▶ [Problem details] Copy the material word for word from its start through the line holding "box: [340, 313, 428, 451]", including both ends.

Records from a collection
== Segment start ==

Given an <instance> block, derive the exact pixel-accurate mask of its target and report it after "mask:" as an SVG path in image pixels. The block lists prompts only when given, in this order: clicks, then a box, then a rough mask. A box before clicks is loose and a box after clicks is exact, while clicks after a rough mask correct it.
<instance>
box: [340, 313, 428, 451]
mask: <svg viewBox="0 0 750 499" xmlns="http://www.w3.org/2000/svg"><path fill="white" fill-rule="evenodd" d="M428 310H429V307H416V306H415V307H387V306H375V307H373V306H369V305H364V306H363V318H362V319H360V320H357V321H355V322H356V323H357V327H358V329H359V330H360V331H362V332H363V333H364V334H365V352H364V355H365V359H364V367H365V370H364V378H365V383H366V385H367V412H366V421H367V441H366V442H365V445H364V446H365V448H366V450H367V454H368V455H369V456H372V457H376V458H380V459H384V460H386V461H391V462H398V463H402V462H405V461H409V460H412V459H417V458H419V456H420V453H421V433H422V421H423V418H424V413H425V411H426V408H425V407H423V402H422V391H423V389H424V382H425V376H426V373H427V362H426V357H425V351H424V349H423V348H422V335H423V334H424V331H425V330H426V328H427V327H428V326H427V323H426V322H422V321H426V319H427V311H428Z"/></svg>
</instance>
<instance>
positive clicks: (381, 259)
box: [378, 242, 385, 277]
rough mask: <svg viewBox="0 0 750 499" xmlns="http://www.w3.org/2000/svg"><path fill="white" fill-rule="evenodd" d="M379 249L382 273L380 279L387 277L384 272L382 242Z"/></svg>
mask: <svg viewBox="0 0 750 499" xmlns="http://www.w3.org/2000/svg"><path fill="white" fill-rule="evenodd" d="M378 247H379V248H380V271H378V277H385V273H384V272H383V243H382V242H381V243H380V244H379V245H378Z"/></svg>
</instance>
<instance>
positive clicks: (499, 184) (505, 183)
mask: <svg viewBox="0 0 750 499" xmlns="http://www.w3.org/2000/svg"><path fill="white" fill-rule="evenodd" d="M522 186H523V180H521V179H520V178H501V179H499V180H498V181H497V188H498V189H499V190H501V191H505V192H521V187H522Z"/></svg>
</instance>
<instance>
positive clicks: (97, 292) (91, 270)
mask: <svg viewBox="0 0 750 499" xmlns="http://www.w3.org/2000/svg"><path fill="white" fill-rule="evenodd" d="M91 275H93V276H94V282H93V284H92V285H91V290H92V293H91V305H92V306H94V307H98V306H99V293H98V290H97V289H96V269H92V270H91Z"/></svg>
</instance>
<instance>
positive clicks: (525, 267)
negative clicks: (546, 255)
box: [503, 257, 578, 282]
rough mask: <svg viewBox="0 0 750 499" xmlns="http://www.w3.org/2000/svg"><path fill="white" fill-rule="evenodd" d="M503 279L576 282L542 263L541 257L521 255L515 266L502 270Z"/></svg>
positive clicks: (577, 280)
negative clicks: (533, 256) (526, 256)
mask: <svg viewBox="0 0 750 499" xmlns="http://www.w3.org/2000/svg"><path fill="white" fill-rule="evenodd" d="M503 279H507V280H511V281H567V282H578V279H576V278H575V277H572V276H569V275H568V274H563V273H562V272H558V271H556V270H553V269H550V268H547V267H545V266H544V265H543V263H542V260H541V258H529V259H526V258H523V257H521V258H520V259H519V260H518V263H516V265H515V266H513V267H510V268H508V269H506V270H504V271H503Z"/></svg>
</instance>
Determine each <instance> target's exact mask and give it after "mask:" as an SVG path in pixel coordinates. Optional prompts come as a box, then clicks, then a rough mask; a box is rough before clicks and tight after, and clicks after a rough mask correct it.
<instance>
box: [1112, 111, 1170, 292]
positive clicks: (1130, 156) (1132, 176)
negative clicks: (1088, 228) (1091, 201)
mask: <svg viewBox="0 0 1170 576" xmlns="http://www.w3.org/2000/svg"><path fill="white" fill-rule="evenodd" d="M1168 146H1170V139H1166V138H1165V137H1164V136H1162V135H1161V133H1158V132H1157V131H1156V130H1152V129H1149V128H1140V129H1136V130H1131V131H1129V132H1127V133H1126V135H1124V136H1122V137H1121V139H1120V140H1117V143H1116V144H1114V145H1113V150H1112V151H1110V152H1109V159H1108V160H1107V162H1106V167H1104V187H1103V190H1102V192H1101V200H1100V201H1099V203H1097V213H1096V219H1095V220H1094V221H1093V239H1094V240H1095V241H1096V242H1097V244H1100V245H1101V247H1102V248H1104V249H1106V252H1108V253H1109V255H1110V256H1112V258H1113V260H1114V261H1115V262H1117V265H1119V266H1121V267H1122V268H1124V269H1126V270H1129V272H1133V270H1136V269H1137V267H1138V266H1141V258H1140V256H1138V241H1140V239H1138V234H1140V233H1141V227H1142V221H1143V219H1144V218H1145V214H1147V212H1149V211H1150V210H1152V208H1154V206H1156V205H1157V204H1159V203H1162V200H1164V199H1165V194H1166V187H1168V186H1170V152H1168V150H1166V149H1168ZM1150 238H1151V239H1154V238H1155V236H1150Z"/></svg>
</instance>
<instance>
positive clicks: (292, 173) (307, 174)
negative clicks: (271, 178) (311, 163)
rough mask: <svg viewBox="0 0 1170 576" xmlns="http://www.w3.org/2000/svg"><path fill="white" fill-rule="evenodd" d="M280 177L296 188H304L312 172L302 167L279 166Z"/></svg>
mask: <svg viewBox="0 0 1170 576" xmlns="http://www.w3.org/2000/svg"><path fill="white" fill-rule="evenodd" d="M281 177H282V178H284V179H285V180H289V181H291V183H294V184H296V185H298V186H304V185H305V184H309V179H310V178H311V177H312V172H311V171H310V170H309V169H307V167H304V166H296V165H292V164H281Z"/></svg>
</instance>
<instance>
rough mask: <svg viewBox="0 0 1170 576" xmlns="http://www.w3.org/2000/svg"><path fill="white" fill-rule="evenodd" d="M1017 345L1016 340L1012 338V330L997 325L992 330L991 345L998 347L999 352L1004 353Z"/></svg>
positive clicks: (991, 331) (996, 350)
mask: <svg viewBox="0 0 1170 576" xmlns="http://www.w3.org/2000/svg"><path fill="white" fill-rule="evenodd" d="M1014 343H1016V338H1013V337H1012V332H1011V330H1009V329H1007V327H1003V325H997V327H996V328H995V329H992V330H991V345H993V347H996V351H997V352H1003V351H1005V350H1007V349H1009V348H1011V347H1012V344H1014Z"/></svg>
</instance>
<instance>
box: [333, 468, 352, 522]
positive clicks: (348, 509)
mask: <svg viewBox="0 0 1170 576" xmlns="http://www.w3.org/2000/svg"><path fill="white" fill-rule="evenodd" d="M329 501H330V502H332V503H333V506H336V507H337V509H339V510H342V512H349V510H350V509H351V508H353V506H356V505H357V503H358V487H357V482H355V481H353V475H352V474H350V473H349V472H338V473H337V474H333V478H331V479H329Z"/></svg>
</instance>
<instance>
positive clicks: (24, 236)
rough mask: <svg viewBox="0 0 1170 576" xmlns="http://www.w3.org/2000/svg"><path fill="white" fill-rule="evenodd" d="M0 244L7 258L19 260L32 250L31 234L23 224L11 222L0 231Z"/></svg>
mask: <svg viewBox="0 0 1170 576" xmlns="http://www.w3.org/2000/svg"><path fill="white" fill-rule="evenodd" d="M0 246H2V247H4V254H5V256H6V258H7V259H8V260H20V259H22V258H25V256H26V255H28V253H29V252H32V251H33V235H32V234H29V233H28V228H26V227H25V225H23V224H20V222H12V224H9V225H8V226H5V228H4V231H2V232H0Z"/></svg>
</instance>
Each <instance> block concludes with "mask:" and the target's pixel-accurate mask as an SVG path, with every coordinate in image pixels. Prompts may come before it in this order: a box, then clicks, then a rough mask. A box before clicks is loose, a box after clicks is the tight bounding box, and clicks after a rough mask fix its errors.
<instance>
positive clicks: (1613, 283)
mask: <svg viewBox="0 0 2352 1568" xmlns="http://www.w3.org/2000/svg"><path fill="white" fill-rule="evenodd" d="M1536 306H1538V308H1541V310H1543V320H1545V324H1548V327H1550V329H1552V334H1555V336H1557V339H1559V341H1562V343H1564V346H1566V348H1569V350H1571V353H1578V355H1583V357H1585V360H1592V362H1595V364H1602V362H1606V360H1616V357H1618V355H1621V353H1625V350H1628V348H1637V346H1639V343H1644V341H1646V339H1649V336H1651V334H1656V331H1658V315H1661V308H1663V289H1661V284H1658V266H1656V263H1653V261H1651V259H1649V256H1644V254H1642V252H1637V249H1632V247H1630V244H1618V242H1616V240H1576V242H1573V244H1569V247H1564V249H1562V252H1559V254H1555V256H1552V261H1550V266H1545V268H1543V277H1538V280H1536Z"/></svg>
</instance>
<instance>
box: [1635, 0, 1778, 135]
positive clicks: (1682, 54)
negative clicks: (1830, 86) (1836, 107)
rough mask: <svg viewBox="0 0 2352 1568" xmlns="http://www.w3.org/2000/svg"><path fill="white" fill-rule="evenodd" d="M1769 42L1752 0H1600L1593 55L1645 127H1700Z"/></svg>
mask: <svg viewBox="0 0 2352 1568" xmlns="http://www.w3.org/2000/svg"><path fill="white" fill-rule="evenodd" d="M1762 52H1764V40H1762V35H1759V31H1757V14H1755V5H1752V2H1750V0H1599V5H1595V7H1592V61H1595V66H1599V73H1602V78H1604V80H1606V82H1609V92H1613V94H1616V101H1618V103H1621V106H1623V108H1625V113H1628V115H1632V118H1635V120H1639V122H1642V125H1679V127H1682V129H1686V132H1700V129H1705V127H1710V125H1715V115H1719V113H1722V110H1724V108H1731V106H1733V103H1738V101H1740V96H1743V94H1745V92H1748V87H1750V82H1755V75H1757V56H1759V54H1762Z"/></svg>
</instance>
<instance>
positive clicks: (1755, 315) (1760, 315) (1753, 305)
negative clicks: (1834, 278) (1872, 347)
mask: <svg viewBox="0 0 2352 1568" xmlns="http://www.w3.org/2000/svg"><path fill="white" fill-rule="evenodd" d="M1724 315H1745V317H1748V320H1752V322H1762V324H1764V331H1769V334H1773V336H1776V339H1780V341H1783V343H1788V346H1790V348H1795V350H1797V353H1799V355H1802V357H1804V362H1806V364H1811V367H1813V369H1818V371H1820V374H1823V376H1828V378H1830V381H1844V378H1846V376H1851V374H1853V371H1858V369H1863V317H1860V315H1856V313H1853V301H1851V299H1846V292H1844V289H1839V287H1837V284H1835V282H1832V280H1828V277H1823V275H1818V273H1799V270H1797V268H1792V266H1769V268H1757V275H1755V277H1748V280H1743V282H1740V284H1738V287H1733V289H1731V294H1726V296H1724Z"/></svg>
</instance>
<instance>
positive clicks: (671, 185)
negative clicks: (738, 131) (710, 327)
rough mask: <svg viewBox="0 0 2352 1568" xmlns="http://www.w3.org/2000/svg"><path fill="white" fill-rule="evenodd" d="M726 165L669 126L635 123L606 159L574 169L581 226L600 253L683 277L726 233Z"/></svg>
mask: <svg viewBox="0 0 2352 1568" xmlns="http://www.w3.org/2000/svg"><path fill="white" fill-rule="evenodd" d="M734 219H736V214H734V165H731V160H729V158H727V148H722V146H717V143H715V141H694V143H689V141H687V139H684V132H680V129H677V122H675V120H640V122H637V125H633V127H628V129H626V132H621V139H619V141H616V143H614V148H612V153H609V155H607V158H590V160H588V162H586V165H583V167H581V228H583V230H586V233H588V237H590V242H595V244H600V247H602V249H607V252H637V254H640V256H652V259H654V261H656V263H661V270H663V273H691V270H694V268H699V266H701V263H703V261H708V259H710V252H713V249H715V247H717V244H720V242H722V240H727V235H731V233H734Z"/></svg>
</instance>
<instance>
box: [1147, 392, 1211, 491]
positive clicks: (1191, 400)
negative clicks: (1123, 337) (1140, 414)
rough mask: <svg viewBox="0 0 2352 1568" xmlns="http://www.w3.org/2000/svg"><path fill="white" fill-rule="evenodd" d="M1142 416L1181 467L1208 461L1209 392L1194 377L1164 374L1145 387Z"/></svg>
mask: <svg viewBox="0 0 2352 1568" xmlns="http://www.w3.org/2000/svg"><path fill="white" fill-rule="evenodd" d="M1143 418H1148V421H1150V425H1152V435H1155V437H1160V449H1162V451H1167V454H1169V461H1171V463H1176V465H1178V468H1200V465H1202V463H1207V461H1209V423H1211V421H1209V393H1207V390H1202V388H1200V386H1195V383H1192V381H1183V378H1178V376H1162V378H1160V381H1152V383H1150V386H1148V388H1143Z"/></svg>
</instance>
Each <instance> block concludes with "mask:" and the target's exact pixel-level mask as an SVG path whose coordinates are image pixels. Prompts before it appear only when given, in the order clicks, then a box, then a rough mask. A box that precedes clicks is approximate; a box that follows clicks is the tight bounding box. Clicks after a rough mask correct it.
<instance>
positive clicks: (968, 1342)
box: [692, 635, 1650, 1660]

== Segment end ==

▶ [Final answer]
Given an <instance> block, derive the exact pixel-accurate mask of its target and report it after "mask:" as an SVG path in image pixels. The block lists prompts only when given, in this order: clicks, then a box, then a rough mask. A box before clicks is loose and a box after clicks is exact, while clicks after a rough mask correct it.
<instance>
box: [340, 313, 428, 451]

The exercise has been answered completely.